Written exercise: Copy the lines of the records below word for word, starting at the line containing "segment white baseboard trim" and ending at the line containing "[[[318,234],[262,232],[274,323],[339,332],[347,287]]]", both of those lines included. Output nothing else.

Stored rows:
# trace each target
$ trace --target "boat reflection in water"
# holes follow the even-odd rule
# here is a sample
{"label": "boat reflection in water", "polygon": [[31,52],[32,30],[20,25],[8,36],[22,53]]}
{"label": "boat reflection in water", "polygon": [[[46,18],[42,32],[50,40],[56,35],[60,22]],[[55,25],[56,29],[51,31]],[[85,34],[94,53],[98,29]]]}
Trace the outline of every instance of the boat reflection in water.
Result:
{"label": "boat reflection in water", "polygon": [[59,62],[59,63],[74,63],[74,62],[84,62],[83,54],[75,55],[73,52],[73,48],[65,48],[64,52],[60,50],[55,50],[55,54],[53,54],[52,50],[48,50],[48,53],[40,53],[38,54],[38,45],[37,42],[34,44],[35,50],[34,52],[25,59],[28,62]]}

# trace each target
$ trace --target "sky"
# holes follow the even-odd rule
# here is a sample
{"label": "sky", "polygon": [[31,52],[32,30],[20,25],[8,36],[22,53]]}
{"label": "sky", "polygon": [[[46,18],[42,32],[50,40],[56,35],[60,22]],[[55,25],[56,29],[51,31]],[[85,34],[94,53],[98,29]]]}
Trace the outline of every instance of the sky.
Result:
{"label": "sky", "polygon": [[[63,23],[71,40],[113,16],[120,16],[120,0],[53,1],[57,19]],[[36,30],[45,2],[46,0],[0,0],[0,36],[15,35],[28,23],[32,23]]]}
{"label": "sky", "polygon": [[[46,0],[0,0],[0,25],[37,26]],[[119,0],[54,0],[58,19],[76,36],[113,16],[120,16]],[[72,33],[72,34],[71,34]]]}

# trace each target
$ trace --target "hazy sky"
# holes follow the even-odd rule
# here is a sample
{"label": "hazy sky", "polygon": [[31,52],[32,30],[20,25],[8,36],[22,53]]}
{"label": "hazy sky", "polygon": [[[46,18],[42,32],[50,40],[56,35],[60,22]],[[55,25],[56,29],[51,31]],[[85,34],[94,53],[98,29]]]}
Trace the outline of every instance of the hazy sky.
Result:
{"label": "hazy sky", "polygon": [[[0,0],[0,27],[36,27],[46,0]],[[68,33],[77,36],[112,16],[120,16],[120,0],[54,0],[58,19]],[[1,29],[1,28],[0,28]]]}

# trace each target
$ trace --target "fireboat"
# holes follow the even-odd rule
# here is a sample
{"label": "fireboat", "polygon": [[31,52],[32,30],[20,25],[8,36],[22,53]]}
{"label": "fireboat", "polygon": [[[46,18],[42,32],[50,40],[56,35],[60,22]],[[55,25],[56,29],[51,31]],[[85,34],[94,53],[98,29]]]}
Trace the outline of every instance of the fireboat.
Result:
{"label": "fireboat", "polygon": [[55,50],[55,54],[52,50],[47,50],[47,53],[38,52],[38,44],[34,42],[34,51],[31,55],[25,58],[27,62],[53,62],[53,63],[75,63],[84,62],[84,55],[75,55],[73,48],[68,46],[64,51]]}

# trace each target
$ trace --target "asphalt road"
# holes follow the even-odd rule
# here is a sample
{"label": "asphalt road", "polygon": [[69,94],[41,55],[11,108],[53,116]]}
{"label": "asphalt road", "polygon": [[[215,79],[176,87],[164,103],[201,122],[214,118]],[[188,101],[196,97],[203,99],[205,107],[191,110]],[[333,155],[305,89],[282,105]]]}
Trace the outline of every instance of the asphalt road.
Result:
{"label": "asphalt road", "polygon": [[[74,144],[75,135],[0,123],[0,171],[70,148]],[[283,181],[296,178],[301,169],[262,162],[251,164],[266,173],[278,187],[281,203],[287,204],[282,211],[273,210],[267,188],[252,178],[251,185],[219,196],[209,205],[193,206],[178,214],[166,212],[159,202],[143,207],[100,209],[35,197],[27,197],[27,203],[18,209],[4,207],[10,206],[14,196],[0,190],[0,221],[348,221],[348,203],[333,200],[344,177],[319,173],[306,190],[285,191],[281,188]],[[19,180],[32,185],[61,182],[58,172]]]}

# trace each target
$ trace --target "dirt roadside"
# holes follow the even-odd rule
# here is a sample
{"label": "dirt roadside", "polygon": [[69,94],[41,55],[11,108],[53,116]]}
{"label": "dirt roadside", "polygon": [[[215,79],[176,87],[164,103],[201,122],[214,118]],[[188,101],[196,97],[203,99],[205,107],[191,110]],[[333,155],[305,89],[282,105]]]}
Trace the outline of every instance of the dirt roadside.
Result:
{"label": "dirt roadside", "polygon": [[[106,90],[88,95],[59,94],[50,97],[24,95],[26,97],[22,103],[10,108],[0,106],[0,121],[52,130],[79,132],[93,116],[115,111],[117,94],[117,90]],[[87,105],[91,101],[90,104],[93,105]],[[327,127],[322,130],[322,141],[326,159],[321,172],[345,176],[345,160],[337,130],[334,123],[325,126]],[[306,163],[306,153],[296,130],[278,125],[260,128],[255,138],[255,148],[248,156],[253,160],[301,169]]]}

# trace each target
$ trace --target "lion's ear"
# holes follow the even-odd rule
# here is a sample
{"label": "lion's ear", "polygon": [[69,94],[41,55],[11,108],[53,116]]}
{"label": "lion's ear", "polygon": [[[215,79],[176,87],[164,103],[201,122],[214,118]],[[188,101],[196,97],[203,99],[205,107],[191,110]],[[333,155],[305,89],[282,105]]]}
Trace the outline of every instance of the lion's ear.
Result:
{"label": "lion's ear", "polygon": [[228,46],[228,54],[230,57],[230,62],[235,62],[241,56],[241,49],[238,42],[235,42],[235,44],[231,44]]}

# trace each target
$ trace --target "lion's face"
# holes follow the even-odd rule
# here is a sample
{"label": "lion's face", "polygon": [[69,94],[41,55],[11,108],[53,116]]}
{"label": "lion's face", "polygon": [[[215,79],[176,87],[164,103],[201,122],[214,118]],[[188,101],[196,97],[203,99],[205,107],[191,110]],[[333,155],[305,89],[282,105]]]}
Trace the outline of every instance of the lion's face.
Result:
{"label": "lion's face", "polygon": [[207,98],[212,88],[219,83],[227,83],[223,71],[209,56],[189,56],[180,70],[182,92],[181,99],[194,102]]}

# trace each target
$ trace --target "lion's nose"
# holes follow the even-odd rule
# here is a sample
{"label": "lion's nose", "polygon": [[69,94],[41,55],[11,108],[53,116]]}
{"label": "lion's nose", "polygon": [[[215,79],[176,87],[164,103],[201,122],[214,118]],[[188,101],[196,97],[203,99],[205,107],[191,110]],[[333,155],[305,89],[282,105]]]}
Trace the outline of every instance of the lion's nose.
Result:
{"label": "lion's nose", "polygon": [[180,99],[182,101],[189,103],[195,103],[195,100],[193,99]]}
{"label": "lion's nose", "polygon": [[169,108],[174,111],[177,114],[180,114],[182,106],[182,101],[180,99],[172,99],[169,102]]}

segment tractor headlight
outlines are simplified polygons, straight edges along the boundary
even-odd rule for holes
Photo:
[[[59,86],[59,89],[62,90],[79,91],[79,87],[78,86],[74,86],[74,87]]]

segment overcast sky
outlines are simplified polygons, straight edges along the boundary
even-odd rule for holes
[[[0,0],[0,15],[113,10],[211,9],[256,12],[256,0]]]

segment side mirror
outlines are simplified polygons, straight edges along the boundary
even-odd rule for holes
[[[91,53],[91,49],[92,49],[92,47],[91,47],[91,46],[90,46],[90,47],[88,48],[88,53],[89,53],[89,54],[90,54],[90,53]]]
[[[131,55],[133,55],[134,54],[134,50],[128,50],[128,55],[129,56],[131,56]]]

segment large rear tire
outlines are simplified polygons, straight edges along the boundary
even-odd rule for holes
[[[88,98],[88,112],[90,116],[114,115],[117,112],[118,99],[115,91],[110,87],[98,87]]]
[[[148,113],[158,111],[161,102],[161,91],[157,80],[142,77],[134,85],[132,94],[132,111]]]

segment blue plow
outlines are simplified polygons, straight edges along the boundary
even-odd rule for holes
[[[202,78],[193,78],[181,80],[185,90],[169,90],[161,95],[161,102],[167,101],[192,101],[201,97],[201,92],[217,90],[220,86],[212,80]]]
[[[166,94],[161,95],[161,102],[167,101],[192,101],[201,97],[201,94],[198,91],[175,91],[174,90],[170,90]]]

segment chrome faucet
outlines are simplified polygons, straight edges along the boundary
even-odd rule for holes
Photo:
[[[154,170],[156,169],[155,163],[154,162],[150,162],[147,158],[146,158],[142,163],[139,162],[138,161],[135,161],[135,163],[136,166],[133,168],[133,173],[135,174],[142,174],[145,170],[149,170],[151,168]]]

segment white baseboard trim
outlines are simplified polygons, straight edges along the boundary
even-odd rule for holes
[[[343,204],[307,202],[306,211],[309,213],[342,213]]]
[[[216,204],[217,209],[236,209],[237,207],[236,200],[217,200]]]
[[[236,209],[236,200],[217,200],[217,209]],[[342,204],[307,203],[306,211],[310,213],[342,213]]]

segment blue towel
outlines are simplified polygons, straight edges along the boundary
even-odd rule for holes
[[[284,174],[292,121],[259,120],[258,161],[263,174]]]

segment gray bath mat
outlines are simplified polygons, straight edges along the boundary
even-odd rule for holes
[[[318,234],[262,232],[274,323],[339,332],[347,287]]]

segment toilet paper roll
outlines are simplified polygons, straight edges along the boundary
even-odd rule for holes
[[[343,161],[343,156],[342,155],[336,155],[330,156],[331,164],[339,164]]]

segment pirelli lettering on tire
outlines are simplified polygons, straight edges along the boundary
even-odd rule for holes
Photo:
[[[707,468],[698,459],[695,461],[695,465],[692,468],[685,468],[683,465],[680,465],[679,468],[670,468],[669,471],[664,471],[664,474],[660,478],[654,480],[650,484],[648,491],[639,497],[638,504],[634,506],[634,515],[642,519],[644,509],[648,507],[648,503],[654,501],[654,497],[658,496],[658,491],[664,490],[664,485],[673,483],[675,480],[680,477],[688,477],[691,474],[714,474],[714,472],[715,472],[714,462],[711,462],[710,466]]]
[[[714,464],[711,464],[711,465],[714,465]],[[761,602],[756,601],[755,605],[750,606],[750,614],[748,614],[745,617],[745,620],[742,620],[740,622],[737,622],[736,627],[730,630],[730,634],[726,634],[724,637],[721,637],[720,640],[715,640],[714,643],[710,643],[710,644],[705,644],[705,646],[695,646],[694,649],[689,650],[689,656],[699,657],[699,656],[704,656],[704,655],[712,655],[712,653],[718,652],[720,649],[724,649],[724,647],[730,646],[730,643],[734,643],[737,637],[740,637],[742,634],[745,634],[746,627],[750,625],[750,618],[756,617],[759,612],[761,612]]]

Result for this task:
segment white baseboard trim
outlines are simplified polygons, straight edges along the boundary
even-odd rule for holes
[[[343,204],[307,202],[306,211],[309,213],[342,213]]]
[[[216,204],[217,209],[236,209],[237,207],[236,200],[217,200]]]
[[[236,209],[236,200],[217,200],[217,209]],[[342,204],[307,203],[306,211],[310,213],[342,213]]]

segment blue towel
outlines are simplified polygons, straight edges along the boundary
even-odd rule for holes
[[[284,174],[292,121],[259,120],[258,161],[263,174]]]

segment gray bath mat
outlines are simplified polygons, straight edges along the boundary
even-odd rule for holes
[[[318,234],[262,232],[274,323],[339,332],[347,287]]]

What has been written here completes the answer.